I was talking about **codecvt facet only** i.e. conversion via imbue locale to file stream - and this is due to limitation of definition of codecvt facet thats it. Direct conversion functions like to_utf/from_utf has no this limitation. All Boost.Locale support wide characters and it supports characters outside of BMP for UTF-16 encoded strings. If it wasn't it was absolutely useless software. So don't worry... As matter of fact Boost.Locale supports: - narrow (normal) characters - char for 8 bits locale like ISO-8859-8. - narrow (normal) characters - char for variable length locale like UTF-8 or even Shift-JIS. - wide characters wchar-t for both UTF-16 (Windows) and UTF-32 (POSIX) encodings. - C++0x char16_t/char32_t for utf-16/utf-32 if available And of course the support is of all Unicode from 0 to 10FFFF. Everything is fully supported. Only issue that exists if codepage conversion via standard std::loclae::codecvt facet due to its limitation. And BTW I do not recommend use it widely as it has some other issues as well. Best, Artyom

Gevorg Voskanyan

12:36 p.m.

...

I was talking about **codecvt facet only** i.e. conversion via imbue locale to file stream - and this is due to limitation of definition of codecvt facet thats it.

What is the concrete limitation of codecvt specification that prevents creating a codecvt facet that converts UTF-16 to-from UTF-8? I just re-read 22.2.1.5 but wasn't able to see it.

...

Direct conversion functions like to_utf/from_utf has no this limitation.

All Boost.Locale support wide characters and it supports characters outside of BMP for UTF-16 encoded strings. If it wasn't it was absolutely useless software.

Good to hear. Yes, I agree it's very important. boost::detail::utf8_codecvt_facet fails that test, at least on windows, but I'm wondering what is the fundamental restriction it can't be patched to support them?

...

So don't worry...
=======
> Requirement 1:
Rewrite the part of the Boost.Locale thread that starts at "What is the concrete" and ends with "able to see it.", swapping "UTF-16" for "UTF-32".
> Requirement 2:
Write what comes next in the Boost.Locale thread, picking up after its last line.

> Location labeling records:
=======
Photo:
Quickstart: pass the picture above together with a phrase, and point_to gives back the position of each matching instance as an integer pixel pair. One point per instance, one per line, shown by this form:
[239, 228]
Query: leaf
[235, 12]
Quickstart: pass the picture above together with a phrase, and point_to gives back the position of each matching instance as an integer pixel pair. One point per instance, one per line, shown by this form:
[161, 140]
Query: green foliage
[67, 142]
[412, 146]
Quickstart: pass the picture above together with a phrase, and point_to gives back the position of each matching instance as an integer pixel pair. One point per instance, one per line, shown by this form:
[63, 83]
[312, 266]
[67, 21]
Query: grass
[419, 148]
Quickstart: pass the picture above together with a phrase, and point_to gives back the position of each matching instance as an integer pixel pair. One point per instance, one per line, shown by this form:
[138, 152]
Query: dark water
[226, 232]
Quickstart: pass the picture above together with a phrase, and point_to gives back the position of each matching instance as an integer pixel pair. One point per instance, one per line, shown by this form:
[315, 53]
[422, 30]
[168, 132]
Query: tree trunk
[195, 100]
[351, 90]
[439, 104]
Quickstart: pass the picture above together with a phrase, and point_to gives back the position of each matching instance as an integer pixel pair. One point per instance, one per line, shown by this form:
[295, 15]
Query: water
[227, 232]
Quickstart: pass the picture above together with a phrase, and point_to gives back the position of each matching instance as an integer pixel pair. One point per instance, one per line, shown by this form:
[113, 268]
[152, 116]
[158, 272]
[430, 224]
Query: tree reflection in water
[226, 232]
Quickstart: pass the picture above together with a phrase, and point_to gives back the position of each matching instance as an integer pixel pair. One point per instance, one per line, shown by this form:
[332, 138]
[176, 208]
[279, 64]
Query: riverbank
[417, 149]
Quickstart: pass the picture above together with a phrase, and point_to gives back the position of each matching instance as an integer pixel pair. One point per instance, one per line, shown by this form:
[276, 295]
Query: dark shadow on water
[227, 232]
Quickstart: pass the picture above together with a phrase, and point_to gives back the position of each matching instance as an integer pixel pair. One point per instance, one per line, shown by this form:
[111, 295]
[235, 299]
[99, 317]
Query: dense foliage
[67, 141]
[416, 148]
=======
> Response 1:
What is the concrete limitation of codecvt specification that prevents creating a codecvt facet that converts UTF-32 to-from UTF-8? I just re-read 22.2.1.5 but wasn't able to see it.

> Response 2:
As matter of fact Boost.Locale supports:

- narrow (normal) characters - char for 8 bits locale like ISO-8859-8. - narrow (normal) characters - char for variable length locale like UTF-8 or even Shift-JIS. - wide characters wchar-t for both UTF-16 (Windows) and UTF-32 (POSIX) encodings. - C++0x char16_t/char32_t for utf-16/utf-32 if available

For the original (non-compliance) point I raised it would be interesting to see how well codecvt< char32_t, char, std::mbstate_t > is going to be implemented under windows :) BTW, I see some interesting additions to codecvts in n3090, 22.5. Any plans to implement them in Boost.Locale?

...

And of course the support is of all Unicode from 0 to 10FFFF. Everything is fully supported.

Only issue that exists if codepage conversion via standard std::loclae::codecvt facet due to its limitation.

And BTW I do not recommend use it widely as it has some other issues as well.

Non-iterator interface is a real pain in using codecvt, I admit.

...

Best, Artyom

Best Regards, Gevorg

Artyom

1:06 p.m.

...

What is the concrete limitation of codecvt specification that prevents creating a codecvt facet that converts UTF-16 to-from UTF-8? I just re-read 22.2.1.5 but wasn't able to see it.

Good to hear. Yes, I agree it's very important. boost::detail::utf8_codecvt_facet fails that test, at least on windows, but I'm wondering what is the fundamental restriction it can't be patched to support them?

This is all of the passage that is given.